═════ Dataset entries ═════

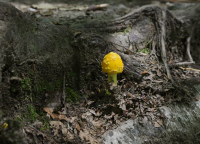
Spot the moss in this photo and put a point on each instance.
(145, 50)
(71, 95)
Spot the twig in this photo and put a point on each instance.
(42, 133)
(190, 69)
(181, 64)
(188, 49)
(64, 96)
(123, 47)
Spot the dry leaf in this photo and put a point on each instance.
(158, 123)
(197, 97)
(97, 124)
(44, 6)
(49, 111)
(159, 73)
(78, 127)
(85, 135)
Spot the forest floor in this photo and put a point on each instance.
(87, 119)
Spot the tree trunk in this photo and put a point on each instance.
(39, 58)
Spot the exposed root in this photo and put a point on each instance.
(190, 69)
(163, 49)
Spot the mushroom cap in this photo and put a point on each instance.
(112, 63)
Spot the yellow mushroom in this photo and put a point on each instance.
(112, 64)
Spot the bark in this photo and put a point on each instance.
(52, 56)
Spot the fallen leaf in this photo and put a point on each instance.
(44, 6)
(50, 112)
(159, 73)
(197, 98)
(97, 124)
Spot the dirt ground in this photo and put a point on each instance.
(89, 113)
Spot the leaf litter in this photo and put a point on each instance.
(88, 120)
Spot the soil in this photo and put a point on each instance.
(53, 88)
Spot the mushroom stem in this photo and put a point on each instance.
(112, 77)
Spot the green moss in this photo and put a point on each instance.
(71, 95)
(48, 86)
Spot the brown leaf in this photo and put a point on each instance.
(197, 97)
(158, 123)
(78, 127)
(49, 111)
(85, 135)
(97, 124)
(159, 73)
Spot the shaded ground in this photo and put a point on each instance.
(88, 113)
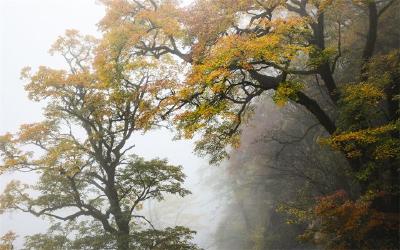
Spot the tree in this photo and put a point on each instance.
(82, 151)
(324, 56)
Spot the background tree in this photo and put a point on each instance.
(336, 59)
(88, 176)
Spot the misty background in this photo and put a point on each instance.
(27, 29)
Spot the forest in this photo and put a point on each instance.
(294, 105)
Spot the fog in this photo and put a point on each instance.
(268, 193)
(28, 29)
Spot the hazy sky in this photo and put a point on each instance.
(28, 28)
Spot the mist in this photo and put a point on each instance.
(216, 125)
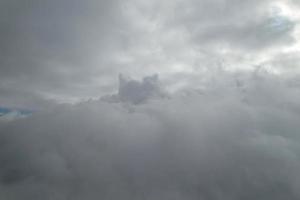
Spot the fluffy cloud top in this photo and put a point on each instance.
(234, 140)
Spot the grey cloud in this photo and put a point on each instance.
(57, 47)
(246, 25)
(136, 92)
(238, 142)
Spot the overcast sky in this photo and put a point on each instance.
(149, 99)
(69, 50)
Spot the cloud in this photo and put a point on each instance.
(235, 139)
(136, 92)
(67, 50)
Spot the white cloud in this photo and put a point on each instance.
(237, 139)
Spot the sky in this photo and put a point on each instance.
(149, 99)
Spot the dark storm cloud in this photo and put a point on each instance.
(71, 50)
(235, 140)
(50, 46)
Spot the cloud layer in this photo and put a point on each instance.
(236, 139)
(66, 51)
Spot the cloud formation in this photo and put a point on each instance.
(66, 51)
(234, 140)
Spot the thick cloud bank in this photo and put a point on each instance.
(235, 140)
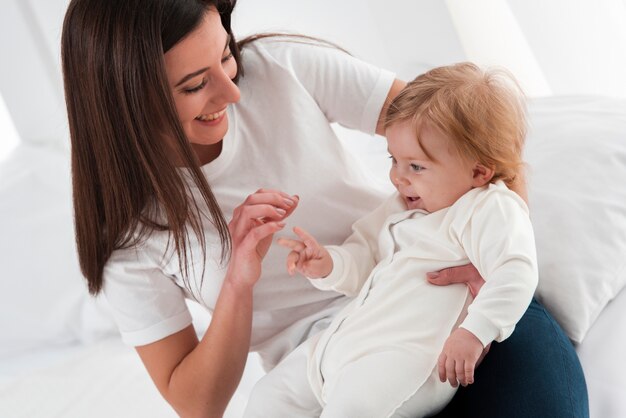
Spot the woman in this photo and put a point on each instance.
(163, 152)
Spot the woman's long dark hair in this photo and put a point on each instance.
(126, 138)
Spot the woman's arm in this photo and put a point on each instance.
(396, 86)
(198, 378)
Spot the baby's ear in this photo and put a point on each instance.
(481, 175)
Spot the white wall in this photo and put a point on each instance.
(560, 47)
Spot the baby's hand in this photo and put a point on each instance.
(458, 359)
(307, 256)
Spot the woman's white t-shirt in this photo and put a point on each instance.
(280, 138)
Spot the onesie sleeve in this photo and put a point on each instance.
(500, 243)
(354, 260)
(348, 90)
(147, 304)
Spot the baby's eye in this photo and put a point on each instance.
(227, 57)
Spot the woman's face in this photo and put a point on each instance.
(200, 69)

═════

• Prompt: Copy every line of the records above word for word, leaving out the pictures.

• The answer:
Spot the moss in this photo and put a point on each instance.
(145, 50)
(71, 95)
Spot the twig in this photo and put a point on each instance.
(42, 133)
(190, 69)
(181, 64)
(188, 49)
(64, 96)
(123, 47)
Spot the dry leaf in this photo and put a point on each instance.
(158, 123)
(197, 97)
(97, 124)
(44, 6)
(49, 111)
(159, 73)
(78, 127)
(85, 135)
Spot the forest floor in this photo and put a point on each instance.
(87, 119)
Spot the tree trunk in this photo and put a point on each instance.
(39, 58)
Spot the exposed root in this photo and put a point on each instance.
(190, 69)
(163, 49)
Spot the mushroom cap in this photo and put a point on each instance.
(112, 63)
Spot the yellow mushroom in this photo and put a point on each instance.
(112, 64)
Spot the bark in this photo and put a point on each instance.
(52, 56)
Spot the fallen leaf in this photo and put a point on each instance.
(44, 6)
(50, 112)
(159, 73)
(197, 98)
(97, 124)
Spot the dirt ground in this photo and put a point on each instance.
(89, 113)
Spot the leaf litter in this photo and put a point on each instance.
(88, 120)
Spot the soil in this photo and put a point on each instance.
(53, 88)
Spot the mushroom stem in this photo and put a point on each instance.
(112, 77)
Spot the green moss in this photo and put a point on each instance.
(71, 95)
(48, 86)
Spot the brown leaf in this photo and put a point on each instance.
(197, 97)
(158, 123)
(78, 127)
(49, 111)
(85, 135)
(97, 124)
(159, 73)
Spot the shaded ground in this photo and put a point on each instance.
(88, 113)
Spot the tree in this photo and put a point on each instance.
(82, 151)
(324, 56)
Spot the background tree in this photo and put a point on each instance.
(336, 59)
(88, 176)
Spot the misty background in this photo and put a point on each instance.
(27, 29)
Spot the forest in this photo and put a point on each instance.
(294, 105)
Spot the fog in this photo and put a point on each instance.
(268, 193)
(28, 29)
Spot the hazy sky in this photo and put a point on each instance.
(28, 28)
Spot the mist in this photo and put a point on each instance.
(216, 125)
Spot the fluffy cloud top in this photo and put a point on each instance.
(234, 140)
Spot the grey cloud in this photo and put a point on each instance.
(57, 47)
(246, 25)
(136, 92)
(238, 142)
Spot the overcast sky in this photo and put a point on each instance.
(149, 99)
(69, 50)
Spot the cloud in this photo and put a point on each instance.
(235, 139)
(136, 92)
(67, 50)
Spot the white cloud in this photo and put a point on each instance.
(237, 139)
Spot the sky in this photo and put a point on each instance.
(149, 99)
Spot the dark storm cloud in this photo and put a point on each instance.
(71, 50)
(235, 140)
(50, 46)
Spot the cloud layer in this photo and put a point on each instance.
(236, 139)
(66, 51)
Spot the cloud formation in this photo and put a point on each instance.
(66, 51)
(234, 140)
Spot the thick cloud bank in this photo and put a point on each instance.
(235, 140)
Spot the woman in this photo and put a point on each instance.
(163, 152)
Spot the woman's long dark hair in this photo and put a point on each instance.
(126, 138)
Spot the woman's arm in this photo and put a point on each instance.
(396, 86)
(198, 378)
Spot the baby's ear in this photo and put a point on each instance.
(481, 175)
Spot the white wall in this photo and put a point on each instance.
(560, 47)
Spot the baby's hand in this photo and put a point on each instance.
(458, 359)
(307, 256)
Spot the woman's white t-shirt in this photo and put a point on each instance.
(280, 138)
Spot the onesie sleeve in this photo and put a point on each instance.
(500, 243)
(354, 260)
(348, 90)
(147, 304)
Spot the baby's eye in this photo and put a point on each instance.
(227, 57)
Spot the woman's face in this photo and put a point on each instance.
(200, 69)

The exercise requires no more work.